TASK BRIEF ▸
In the NBA passage, write out the stretch from "Headed into this" through "defend their title.", swapping "tranquility" for "calm".
── EXTRACT TO READ
When Bucks All-Star Giannis Antetokounmpo signed his extension with the Bucks recently, it felt like an odd moment in the current NBA landscape.
Here is a two-time MVP in the prime of his career opting not to jump for a larger market or to join forces with other superstar friends. Antetokounmpo chose to stick with the city and franchise that drafted him, and though the Bucks haven't won a title — suffering a pair of tough playoff losses in that pursuit — Antetokounmpo didn't bail. Instead, he is hoping he can be the anchor for the franchise to ultimately get a ring.
The amount of blog posts, tweets and ink used wondering where Antetokounmpo might go next proved pointless in the end, but such player movement has become the engine of the NBA's popularity. In some ways, that aspect of the NBA is more popular than the game itself. The drama of a disgruntled star blowing up a franchise is like reality TV and social media catnip in a culture that craves headline-grabbing moves.
Headed into this unique season, which tips off Tuesday, there is the potential for some more tectonic drama.
There is relative peace and tranquility around the center star of the NBA orbit — LeBron James — as James and Anthony Davis reunited to defend their title.
The situation with their cohabitants in Staples Center, the Clippers, isn't as rosy. After an early playoff bubble exit, the Clippers fired Doc Rivers and replaced him with Tyronn Lue.
────
── DATA EXTRACT
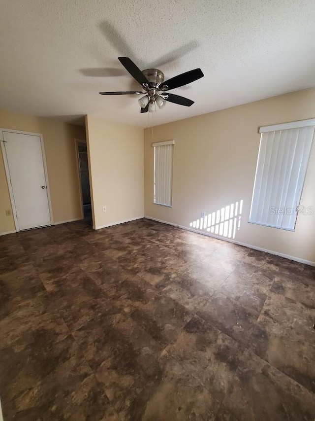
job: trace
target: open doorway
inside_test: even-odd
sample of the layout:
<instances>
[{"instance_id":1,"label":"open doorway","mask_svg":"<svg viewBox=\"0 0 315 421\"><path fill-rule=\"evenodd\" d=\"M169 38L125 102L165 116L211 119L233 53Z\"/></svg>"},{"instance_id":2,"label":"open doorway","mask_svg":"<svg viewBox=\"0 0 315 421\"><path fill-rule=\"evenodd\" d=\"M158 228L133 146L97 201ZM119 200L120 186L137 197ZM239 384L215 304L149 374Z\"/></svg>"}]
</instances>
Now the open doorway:
<instances>
[{"instance_id":1,"label":"open doorway","mask_svg":"<svg viewBox=\"0 0 315 421\"><path fill-rule=\"evenodd\" d=\"M85 140L76 139L75 141L83 217L85 219L91 221L92 223L92 214L87 144Z\"/></svg>"}]
</instances>

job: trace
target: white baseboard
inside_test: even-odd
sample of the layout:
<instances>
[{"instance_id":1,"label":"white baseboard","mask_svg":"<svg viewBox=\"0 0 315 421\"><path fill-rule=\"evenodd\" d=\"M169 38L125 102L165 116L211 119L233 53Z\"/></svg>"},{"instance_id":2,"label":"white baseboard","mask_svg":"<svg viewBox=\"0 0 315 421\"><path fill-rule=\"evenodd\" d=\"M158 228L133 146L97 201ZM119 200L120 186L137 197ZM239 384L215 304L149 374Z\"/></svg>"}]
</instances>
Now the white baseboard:
<instances>
[{"instance_id":1,"label":"white baseboard","mask_svg":"<svg viewBox=\"0 0 315 421\"><path fill-rule=\"evenodd\" d=\"M220 237L219 235L211 234L210 233L204 232L204 231L195 230L194 228L191 228L189 227L185 227L184 225L179 225L178 224L173 224L171 222L168 222L167 221L163 221L161 219L158 219L156 218L153 218L151 216L144 216L145 218L147 219L152 219L153 221L156 221L157 222L161 222L162 224L167 224L168 225L172 225L174 227L177 227L178 228L182 228L183 230L186 230L189 231L195 232L197 234L200 234L202 235L205 235L207 237L211 237L214 238L216 238L218 240L221 240L222 241L226 241L228 243L233 243L234 244L237 244L239 246L243 246L244 247L248 247L249 248L252 248L253 250L258 250L259 251L264 251L266 253L270 253L271 254L275 254L276 256L279 256L280 257L284 257L285 259L288 259L290 260L294 260L295 262L298 262L299 263L305 263L306 265L309 265L311 266L315 266L315 262L312 262L311 260L305 260L304 259L300 259L299 257L295 257L294 256L290 256L288 254L284 254L283 253L279 253L278 251L275 251L273 250L268 250L267 248L261 248L260 247L257 247L255 246L252 246L251 244L247 244L245 243L241 243L239 241L236 241L234 240L231 240L230 238L225 238L225 237Z\"/></svg>"},{"instance_id":2,"label":"white baseboard","mask_svg":"<svg viewBox=\"0 0 315 421\"><path fill-rule=\"evenodd\" d=\"M68 219L66 221L60 221L58 222L54 222L52 225L59 225L60 224L66 224L67 222L74 222L74 221L82 221L83 218L75 218L74 219Z\"/></svg>"},{"instance_id":3,"label":"white baseboard","mask_svg":"<svg viewBox=\"0 0 315 421\"><path fill-rule=\"evenodd\" d=\"M118 225L119 224L124 224L125 222L130 222L131 221L135 221L136 219L141 219L144 217L145 217L142 215L142 216L137 216L135 218L130 218L128 219L124 219L123 221L118 221L117 222L112 222L110 224L106 224L105 225L99 225L96 227L93 225L93 229L100 230L101 228L107 228L107 227L112 227L113 225Z\"/></svg>"},{"instance_id":4,"label":"white baseboard","mask_svg":"<svg viewBox=\"0 0 315 421\"><path fill-rule=\"evenodd\" d=\"M14 234L14 233L16 233L16 231L15 231L15 230L13 230L12 231L6 231L5 232L0 232L0 235L6 235L7 234ZM1 420L1 419L0 418L0 420Z\"/></svg>"}]
</instances>

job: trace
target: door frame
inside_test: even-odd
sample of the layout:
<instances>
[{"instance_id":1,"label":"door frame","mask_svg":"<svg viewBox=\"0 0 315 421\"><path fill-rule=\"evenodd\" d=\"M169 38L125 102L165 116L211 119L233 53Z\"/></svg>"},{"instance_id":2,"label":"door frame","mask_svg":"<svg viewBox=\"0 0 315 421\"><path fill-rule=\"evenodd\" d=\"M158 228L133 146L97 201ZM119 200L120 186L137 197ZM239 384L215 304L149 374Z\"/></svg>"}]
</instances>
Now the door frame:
────
RESPONSE TO THE EXERCISE ▸
Headed into this unique season, which tips off Tuesday, there is the potential for some more tectonic drama.
There is relative peace and calm around the center star of the NBA orbit — LeBron James — as James and Anthony Davis reunited to defend their title.